Exercise directions: In the opening pages of The Stories of El Dorado, who is the book dedicated to?

Text section:
:::::

The Stories of El Dorado
The Project Gutenberg eBook, The Stories of El Dorado, by Frona Eunice Wait
PRINTED AND ENGRAVED BY SUNSET PRESS SAN FRANCISCO
BY FRONA EUNICE WAIT
Happiness is found only in El Dorado, which no one yet has been able to reach.
—Spanish Proverb
Copyrighted 1904, by Frona Eunice Wait San Francisco, California
This book is dedicated to dear little Jack Morgan Gillespie, with the most affectionate and sincere regards of his devoted friend,
FRONA EUNICE WAIT
It has only recently been recognized as a fact, says Prof. A. F. Bandelier, that on the whole American continent , the mode of life of the primitive inhabitants was formed on one sociological principle, and consequently the culture of these peoples has varied, locally, only in degree , not in kind . The religious principles were fundamentally the same among the Sioux and the Brazilians, and physical causes more than anything else have been at the bottom of the local differences. Such has been my own experience in studying the stories of El Dorado which form the subject of this book, and in presenting a man—a culture hero—who came by sea from the East, I am justified by a more complete set of records than is known to the superficial student. As this man's principles of life were the same, we are forced to the conclusion that all the heroes were one conception, handed down by oral tradition, but widely separated as to locality, by the lapse of time, by migrations and commercial relations of the different tribes.

:::::

Supplied data:
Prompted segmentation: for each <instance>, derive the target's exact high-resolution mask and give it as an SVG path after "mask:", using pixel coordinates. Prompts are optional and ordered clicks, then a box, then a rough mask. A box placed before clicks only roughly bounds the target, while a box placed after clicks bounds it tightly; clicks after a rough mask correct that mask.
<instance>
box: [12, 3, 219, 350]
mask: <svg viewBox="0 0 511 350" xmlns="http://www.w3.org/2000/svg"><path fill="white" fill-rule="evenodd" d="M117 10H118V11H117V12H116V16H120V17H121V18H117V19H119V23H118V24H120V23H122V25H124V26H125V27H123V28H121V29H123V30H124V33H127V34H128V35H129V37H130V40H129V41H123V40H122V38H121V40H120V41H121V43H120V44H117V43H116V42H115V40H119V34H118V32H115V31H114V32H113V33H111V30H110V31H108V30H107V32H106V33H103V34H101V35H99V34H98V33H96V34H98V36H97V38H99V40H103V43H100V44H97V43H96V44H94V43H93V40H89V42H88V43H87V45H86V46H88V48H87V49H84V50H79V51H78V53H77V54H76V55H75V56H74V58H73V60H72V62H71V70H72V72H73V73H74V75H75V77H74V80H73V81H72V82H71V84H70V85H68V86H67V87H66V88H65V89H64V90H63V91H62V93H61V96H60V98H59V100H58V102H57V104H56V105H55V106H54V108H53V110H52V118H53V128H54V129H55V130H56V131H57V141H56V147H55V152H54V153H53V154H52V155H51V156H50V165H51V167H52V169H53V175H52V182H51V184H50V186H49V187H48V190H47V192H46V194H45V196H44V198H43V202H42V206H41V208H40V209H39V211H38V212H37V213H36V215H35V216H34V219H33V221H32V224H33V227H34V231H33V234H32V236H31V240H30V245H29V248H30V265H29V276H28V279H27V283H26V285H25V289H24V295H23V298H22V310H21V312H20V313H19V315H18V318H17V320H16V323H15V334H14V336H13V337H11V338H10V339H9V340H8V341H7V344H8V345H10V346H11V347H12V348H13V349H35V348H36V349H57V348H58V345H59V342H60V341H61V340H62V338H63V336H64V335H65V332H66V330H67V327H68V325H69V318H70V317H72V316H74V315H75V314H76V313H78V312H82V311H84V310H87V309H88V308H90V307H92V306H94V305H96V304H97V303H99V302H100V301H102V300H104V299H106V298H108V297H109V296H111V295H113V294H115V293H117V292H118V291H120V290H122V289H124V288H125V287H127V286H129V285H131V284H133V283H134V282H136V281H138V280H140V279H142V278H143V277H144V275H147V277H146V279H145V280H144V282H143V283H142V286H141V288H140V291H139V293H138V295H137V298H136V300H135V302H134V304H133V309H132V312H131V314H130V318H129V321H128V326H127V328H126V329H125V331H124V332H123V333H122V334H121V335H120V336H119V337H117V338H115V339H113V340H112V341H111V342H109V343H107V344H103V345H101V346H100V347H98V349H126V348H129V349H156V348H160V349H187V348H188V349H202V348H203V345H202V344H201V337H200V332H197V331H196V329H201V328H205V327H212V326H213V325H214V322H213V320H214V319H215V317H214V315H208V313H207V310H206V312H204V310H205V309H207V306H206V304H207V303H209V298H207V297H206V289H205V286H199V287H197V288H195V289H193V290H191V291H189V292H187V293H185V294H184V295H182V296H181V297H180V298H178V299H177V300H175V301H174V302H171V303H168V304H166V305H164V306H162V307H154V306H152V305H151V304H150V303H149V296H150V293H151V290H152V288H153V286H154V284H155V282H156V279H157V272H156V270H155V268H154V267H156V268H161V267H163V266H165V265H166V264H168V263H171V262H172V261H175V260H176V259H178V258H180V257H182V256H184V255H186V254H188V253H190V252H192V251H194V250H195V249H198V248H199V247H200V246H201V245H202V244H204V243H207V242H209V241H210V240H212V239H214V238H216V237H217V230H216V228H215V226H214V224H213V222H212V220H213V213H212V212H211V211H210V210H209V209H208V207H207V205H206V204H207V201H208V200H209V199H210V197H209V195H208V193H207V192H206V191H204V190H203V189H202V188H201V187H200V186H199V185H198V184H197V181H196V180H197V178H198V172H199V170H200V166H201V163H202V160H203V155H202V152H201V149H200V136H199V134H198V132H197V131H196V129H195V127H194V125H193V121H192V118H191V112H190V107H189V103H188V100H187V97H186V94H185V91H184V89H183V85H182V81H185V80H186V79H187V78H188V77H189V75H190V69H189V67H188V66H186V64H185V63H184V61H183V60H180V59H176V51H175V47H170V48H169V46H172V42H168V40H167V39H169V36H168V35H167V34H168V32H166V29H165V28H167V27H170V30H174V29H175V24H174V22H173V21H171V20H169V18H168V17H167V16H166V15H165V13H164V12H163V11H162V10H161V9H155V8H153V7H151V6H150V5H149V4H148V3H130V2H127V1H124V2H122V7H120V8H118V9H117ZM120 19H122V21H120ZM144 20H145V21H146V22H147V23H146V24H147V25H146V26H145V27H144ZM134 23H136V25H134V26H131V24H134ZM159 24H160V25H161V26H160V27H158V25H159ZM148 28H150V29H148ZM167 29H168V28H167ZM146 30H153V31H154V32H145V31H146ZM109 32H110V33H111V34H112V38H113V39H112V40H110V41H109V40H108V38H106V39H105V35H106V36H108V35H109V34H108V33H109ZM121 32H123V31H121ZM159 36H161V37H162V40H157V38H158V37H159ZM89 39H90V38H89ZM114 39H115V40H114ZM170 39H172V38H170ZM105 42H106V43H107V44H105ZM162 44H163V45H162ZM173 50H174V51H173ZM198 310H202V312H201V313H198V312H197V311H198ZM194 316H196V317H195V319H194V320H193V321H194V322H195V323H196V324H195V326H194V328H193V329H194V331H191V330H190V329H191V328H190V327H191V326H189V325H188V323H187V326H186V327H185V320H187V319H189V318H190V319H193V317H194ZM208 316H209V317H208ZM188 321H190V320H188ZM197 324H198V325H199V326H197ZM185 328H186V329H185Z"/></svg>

:::::

Response to this exercise: Jack Morgan Gillespie